▸ Problem to work on
Starting with the line that contains "locate white petal?" and going on through the line that contains "top-left (133, 55), bottom-right (158, 87)", lay out the data below as a two-column CSV with the headers text and answer, one row per text with its answer beside it. Put each value in a single quoted field and turn its line breaks into spaces.

▸ Raw records
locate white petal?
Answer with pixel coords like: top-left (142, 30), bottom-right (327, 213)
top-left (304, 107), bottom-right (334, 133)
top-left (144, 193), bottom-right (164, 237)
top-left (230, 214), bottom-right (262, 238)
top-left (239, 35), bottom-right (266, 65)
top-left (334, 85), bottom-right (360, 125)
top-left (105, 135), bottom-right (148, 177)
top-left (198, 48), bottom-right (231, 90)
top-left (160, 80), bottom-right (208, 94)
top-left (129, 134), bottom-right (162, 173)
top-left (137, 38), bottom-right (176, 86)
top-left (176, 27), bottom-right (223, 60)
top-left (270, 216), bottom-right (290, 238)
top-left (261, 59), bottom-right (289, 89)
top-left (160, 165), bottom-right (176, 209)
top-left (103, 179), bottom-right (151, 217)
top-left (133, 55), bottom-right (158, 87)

* * *

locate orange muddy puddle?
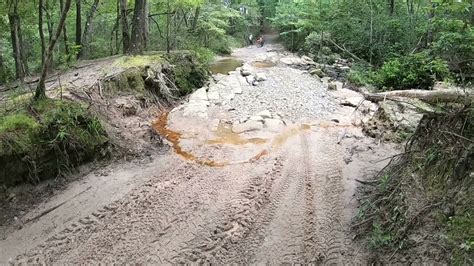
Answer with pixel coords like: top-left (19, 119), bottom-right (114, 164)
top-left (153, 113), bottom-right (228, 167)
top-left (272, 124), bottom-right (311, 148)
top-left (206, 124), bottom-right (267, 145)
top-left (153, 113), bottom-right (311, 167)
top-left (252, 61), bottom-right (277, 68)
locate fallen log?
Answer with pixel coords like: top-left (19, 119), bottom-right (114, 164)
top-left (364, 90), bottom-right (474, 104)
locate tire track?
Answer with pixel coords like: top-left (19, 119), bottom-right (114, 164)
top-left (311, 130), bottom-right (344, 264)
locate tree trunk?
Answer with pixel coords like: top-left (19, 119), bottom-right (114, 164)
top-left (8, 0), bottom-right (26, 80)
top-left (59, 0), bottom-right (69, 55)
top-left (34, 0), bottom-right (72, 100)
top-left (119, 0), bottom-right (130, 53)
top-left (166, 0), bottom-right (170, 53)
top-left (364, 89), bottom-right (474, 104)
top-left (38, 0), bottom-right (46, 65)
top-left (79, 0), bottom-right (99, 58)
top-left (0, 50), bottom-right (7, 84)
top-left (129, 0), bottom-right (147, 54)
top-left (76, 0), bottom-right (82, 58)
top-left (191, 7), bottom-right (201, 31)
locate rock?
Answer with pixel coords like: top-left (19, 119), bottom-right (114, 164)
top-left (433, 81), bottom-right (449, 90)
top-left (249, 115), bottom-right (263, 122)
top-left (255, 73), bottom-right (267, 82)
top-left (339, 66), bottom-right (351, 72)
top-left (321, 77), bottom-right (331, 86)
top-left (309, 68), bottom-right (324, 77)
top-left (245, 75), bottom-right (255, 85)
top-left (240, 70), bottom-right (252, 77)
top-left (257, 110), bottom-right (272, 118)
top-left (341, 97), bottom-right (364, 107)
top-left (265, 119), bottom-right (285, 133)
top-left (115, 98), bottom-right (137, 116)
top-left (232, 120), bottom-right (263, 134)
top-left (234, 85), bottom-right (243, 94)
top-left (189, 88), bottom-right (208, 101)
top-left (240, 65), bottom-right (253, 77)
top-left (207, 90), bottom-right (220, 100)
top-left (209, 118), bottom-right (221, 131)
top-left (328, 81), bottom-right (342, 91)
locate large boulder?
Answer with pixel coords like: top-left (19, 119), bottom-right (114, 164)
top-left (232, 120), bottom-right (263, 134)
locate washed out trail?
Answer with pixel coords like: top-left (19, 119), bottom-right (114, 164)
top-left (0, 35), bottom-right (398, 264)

▸ Result of this task
text,answer
"locate white petal? Answer with pixel coords like: top-left (142, 30), bottom-right (327, 213)","top-left (304, 107), bottom-right (334, 133) top-left (144, 193), bottom-right (164, 237) top-left (230, 214), bottom-right (262, 238) top-left (239, 35), bottom-right (266, 65) top-left (334, 85), bottom-right (360, 125) top-left (105, 135), bottom-right (148, 177) top-left (198, 48), bottom-right (231, 90) top-left (160, 80), bottom-right (208, 94) top-left (129, 134), bottom-right (162, 173) top-left (137, 38), bottom-right (176, 86) top-left (176, 27), bottom-right (223, 60) top-left (270, 216), bottom-right (290, 238) top-left (261, 59), bottom-right (289, 89) top-left (160, 165), bottom-right (176, 209) top-left (103, 179), bottom-right (151, 217) top-left (133, 55), bottom-right (158, 87)"